_ASSIGNMENT_
From the line containing "Locate the dark hair" through the last line of the entries below, repeat each line word for word and leave out the rest.

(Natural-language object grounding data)

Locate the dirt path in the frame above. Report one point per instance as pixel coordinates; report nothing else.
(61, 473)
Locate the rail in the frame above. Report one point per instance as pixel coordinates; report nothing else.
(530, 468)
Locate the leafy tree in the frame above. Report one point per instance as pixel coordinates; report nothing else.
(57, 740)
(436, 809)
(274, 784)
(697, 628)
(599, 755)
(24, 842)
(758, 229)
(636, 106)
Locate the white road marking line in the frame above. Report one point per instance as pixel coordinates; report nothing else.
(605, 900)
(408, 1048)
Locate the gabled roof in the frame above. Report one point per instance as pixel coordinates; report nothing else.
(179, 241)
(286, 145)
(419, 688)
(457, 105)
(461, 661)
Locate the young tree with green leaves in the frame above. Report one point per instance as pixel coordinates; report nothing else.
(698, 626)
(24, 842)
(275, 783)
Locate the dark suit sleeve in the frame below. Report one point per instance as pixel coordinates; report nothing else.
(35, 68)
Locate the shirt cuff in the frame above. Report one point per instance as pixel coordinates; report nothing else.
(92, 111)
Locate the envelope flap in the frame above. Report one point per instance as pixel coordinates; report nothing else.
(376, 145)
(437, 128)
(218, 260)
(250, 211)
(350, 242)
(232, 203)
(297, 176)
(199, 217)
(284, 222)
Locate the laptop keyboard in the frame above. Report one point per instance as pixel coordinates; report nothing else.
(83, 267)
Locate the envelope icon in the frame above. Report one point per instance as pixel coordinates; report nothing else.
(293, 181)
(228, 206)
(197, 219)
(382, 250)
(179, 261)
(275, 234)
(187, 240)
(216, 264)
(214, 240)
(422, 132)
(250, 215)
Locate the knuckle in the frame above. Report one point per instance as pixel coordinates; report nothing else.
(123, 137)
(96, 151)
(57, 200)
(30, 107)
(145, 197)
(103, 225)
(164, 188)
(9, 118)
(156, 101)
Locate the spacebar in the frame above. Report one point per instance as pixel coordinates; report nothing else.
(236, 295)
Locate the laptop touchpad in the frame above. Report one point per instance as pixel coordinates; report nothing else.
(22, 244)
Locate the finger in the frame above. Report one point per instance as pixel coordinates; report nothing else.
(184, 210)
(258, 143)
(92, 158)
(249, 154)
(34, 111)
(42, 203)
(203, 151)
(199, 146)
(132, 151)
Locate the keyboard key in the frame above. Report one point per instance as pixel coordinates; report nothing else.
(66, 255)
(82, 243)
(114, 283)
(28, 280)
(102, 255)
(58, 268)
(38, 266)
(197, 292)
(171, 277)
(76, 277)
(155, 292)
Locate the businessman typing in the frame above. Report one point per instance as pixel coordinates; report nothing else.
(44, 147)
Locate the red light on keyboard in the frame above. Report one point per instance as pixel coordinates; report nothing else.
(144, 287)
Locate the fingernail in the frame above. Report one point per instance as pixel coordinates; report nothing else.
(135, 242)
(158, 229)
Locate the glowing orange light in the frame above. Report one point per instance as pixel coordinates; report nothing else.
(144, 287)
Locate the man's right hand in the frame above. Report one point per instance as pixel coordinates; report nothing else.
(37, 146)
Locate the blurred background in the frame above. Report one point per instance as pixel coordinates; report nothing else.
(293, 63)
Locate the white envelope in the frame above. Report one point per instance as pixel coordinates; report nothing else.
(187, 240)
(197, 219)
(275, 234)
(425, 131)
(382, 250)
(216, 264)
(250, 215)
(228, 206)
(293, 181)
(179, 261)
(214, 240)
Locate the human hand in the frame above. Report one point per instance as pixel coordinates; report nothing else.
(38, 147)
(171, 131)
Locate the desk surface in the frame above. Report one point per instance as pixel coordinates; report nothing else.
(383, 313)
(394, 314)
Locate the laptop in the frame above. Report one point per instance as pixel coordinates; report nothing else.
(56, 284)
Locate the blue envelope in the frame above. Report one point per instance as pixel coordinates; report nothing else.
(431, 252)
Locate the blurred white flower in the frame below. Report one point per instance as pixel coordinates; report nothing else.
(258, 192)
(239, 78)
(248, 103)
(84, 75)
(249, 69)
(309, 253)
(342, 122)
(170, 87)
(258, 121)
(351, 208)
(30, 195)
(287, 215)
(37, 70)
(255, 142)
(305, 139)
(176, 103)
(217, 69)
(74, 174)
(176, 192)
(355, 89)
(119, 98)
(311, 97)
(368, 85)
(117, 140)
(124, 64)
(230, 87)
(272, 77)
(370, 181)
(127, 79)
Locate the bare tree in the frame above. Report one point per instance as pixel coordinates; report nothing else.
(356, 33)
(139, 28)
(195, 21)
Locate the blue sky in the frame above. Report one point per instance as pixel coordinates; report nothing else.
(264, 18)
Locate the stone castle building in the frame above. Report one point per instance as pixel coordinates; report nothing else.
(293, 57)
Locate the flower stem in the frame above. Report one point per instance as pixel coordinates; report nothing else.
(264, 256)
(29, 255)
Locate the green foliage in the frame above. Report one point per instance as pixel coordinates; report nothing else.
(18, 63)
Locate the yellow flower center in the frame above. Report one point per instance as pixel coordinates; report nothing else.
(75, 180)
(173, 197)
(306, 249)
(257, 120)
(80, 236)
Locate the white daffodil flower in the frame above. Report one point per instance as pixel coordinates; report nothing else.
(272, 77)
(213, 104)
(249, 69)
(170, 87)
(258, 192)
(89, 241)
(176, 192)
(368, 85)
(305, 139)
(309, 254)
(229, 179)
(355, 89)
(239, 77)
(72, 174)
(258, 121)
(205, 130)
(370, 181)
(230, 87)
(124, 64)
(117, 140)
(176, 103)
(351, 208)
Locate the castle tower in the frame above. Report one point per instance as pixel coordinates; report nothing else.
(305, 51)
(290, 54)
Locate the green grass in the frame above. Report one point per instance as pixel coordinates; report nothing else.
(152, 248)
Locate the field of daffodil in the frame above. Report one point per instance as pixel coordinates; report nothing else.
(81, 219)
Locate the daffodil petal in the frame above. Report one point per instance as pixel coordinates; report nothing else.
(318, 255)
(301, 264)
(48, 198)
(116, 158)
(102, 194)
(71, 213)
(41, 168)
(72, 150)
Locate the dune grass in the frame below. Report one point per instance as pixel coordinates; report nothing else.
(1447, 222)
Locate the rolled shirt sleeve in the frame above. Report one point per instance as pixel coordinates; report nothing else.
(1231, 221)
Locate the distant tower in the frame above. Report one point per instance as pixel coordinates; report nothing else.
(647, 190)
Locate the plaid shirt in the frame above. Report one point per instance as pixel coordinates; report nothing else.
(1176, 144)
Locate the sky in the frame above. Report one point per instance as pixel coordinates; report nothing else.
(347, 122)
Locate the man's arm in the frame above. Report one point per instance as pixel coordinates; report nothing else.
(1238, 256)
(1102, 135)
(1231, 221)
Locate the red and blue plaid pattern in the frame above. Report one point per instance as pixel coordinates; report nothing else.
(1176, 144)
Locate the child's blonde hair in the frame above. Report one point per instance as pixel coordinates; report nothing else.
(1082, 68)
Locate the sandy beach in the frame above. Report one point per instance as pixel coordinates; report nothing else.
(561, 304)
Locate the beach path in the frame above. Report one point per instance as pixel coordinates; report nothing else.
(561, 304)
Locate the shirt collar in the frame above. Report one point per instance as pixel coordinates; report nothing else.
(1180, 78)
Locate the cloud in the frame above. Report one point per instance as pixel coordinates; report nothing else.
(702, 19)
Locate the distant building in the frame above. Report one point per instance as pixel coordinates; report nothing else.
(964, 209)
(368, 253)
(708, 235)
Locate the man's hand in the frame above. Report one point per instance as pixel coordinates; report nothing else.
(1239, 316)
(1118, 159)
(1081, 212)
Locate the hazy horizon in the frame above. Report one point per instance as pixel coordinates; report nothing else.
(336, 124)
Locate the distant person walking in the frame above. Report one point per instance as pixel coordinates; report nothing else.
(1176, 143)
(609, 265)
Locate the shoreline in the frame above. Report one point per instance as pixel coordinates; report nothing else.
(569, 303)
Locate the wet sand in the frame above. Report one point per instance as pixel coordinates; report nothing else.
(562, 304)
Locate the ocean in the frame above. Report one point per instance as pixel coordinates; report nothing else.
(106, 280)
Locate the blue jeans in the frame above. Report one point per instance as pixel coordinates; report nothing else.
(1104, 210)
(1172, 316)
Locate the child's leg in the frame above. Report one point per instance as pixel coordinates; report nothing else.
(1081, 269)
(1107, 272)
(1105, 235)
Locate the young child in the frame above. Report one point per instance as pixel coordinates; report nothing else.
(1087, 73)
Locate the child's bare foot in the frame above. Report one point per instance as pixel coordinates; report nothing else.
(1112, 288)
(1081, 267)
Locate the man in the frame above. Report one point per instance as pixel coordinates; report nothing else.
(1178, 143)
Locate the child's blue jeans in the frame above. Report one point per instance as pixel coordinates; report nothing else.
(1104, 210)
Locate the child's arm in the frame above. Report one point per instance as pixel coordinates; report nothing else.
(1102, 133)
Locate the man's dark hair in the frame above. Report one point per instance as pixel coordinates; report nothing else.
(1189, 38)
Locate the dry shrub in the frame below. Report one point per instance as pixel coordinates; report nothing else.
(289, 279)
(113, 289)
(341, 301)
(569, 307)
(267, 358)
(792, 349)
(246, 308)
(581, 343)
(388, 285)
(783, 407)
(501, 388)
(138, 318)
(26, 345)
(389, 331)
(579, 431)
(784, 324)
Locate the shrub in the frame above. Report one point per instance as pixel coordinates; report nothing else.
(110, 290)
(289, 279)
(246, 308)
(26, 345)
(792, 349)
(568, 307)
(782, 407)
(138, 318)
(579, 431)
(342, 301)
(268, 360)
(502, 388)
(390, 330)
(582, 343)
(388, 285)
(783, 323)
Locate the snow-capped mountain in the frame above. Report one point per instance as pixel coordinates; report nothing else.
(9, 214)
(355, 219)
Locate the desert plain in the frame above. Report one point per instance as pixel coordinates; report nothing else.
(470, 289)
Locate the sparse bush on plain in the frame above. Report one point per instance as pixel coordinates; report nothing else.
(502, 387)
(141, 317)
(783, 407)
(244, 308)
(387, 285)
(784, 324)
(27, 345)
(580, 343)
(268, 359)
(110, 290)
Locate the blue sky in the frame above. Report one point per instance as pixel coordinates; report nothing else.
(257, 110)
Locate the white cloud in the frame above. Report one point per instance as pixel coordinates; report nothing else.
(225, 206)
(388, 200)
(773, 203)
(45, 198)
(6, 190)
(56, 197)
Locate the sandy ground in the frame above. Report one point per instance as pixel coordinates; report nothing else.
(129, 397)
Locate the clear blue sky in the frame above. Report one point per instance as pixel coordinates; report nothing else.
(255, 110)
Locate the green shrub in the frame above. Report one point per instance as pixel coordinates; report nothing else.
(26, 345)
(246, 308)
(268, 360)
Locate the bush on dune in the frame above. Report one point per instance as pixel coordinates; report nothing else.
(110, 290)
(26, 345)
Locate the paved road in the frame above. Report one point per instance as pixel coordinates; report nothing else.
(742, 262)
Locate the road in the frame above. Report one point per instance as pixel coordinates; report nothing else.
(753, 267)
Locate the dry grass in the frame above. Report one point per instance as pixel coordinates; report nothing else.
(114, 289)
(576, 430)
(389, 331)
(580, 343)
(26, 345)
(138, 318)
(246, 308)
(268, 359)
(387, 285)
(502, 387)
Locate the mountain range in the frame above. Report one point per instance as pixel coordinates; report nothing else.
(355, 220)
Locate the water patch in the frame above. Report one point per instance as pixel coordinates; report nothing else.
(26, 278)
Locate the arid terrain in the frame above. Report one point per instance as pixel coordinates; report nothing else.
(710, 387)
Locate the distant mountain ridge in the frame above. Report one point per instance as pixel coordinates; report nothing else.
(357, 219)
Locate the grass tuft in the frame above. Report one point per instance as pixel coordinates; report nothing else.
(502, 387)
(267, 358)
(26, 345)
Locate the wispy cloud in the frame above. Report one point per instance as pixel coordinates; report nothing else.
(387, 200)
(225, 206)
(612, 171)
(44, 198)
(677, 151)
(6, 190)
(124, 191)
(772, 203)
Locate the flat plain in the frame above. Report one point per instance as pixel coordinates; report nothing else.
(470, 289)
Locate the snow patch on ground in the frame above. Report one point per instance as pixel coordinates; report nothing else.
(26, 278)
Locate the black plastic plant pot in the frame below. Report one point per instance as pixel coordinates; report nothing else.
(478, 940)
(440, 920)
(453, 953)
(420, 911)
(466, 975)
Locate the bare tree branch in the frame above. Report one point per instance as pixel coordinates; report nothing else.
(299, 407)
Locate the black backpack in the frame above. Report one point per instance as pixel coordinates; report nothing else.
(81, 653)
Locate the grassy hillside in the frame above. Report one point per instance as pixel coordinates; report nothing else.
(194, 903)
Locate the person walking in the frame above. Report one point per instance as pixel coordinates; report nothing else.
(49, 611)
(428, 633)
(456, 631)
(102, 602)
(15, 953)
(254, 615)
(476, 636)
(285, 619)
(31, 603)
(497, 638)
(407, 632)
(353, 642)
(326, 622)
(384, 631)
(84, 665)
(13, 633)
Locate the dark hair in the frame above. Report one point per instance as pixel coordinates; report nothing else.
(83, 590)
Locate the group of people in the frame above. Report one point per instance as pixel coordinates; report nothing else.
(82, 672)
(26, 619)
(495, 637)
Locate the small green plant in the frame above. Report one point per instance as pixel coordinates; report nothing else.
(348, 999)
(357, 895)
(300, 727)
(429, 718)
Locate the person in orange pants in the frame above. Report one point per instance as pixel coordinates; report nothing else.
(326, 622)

_SOLUTION TO THIS TASK_
Locate the dark hair in the frame above. Report one point per instance as pixel coordinates; report nothing else.
(83, 590)
Locate the group of people in the frame above. Report one point per instance as pixel coordinates; report nothing else.
(82, 672)
(26, 619)
(495, 637)
Locate the small green plant in the frame above. Report one point per instance as pixel coordinates; report nothing else.
(348, 999)
(357, 895)
(300, 727)
(429, 718)
Locate the person in orange pants in the frame above. Report one point per instance as pixel coordinates; report nothing else.
(326, 622)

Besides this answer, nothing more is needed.